Stated task 1:
Reproduce the passage of the beach-reading article between "Star-Bulletin reviewers will" and "relaxing and enjoyable.", inclusive, word for word.
Stated task 2:
In the beach-reading article, what is the name of the houseboat Travis McGee lives on?
Stated task 3:
Pick up the beach-reading article after its last sentence and keep writing it.

Sunday, June 24, 2001


[ MAUKA Star MAKAI ]


DEAN SENSUI / DSENSUI@STARBULLETIN.COM
Ricarda Roberto and Christine Perez find
books to be good beach buddies.



MacDonald’s
Travis McGee makes a
colorful companion

BOOKS FOR THE BEACH

Star-Bulletin reviewers will make occasional recommendations
for great beach books, page-turners that travel well, that entertain
and make those hours spent in a hammock, at the ocean, even
on the sofa, relaxing and enjoyable.



bookIF YOU HAVE NOT discovered the late John D. MacDonald and his Travis McGee series, well, get ready. You have a treat in store, perfect for summer reading. Over the years, MacDonald wrote countless books, and some of the best have as the central character one Travis McGee, private investigator, salvage consultant and knight errant. Intelligent, adventurous, fearless and prone to tight situations with the scar tissue to prove it, McGee is always likable and loyal. He lives on a houseboat, the Busted Flush, in the Fort Lauderdale yacht basin and tries to work as little as possible. However, trouble seems to find him, and often when he is least prepared. John D. MacDonald is a gem of a writer and never disappoints.

Start with MacDonald's first Travis McGee story, "The Deep Blue Good-by," and keep right on going. Or skip ahead to "The Long Lavender Look" or "The Turquoise Lament," which opens at the Ala Wai Yacht Harbor and ends in Samoa. Each title -- marked by its own color -- stands on its own.

-- Finn Honoré


COVER STORY

Mauka Makai cover

BEST-SELLING AUTHOR Jeffrey Deaver, "The Bone Collector" being one of his well-known books made into a movie with Denzel Washington, proves once again that he is a masterful storyteller and someone who will have you hooked from the first page.

"A Maiden's Grave" (Signet/Penguin Putnam, 419 pages), recently published in paperback, is just such a book. An aging FBI hostage negotiator, Arthur Potter, spends four days trying to free a group of young girls, deaf students, and their two teachers from an abandoned warehouse in rural Kansas where they have been taken hostage.

Supplied material:
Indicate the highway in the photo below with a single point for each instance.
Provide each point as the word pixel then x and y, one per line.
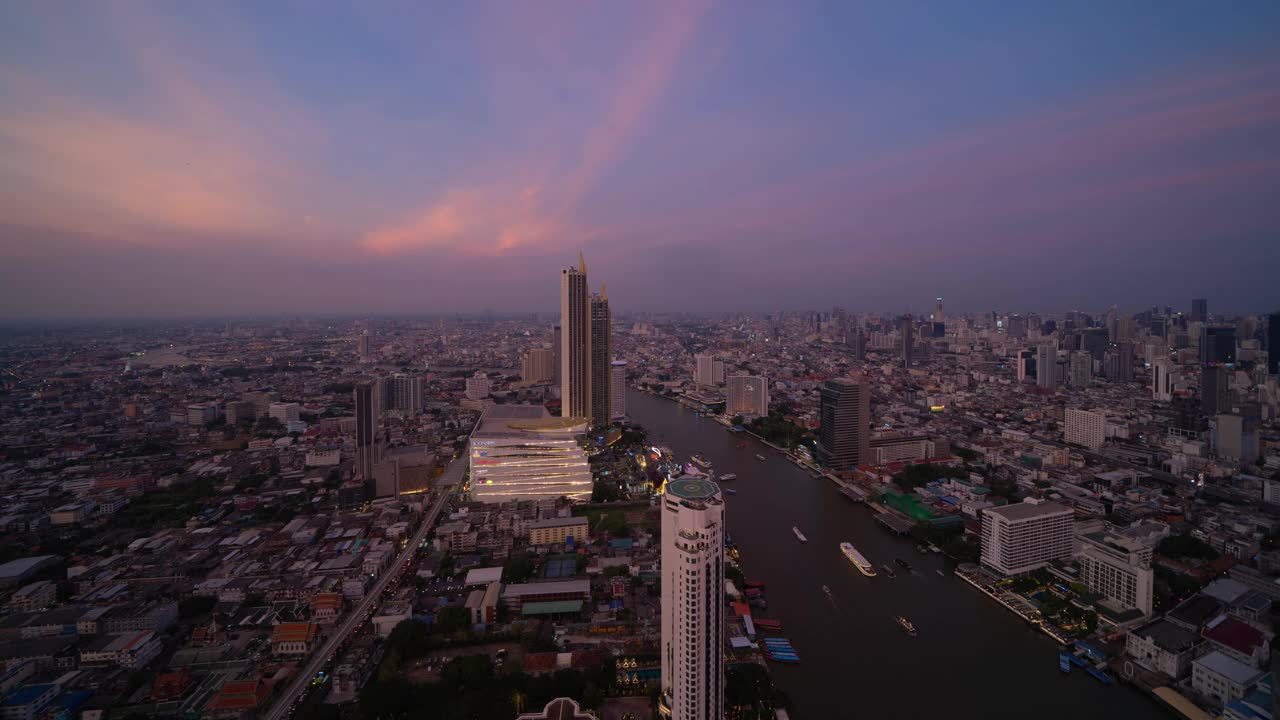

Answer 1:
Star-Bulletin reviewers will make occasional recommendations
for great beach books, page-turners that travel well, that entertain
and make those hours spent in a hammock, at the ocean, even
on the sofa, relaxing and enjoyable.

Answer 2:
The Busted Flush.

Answer 3:
It is a compelling story, giving the reader an up-close and personal view of hostage negotiation techniques as well as a grim look at three hard-case convicts who are plotting and planning with the same intensity as the FBI. The novel twists and turns and delivers an unexpected and satisfying ending. Perfect summer reading.

-- Finn Honoré


Book

GIVEN THE NUMBER of weddings in the summer months, Nicholas Weinstock's "As Long as She Needs Me" is bound to find sympathetic readers. It's perfect stress relief for the certainly overwhelmed bride and groom counting down the days to their big event.

Oscar is our hero, assistant to Dawn, the overwrought, overbearing head of a publishing house. He must plan Dawn's wedding, with no help from her.

It's just another of Oscar's unending tasks, until he meets Lauren, a magazine writer who searches out oddball weddings for a monthly column. She's an expert on weddings and becomes Oscar's advisor. They fall for each other, but matters are complicated because she thinks he's planning his own wedding, and he can't tell her he's not because Dawn wants her ceremony kept secret.

Much good humor ensues.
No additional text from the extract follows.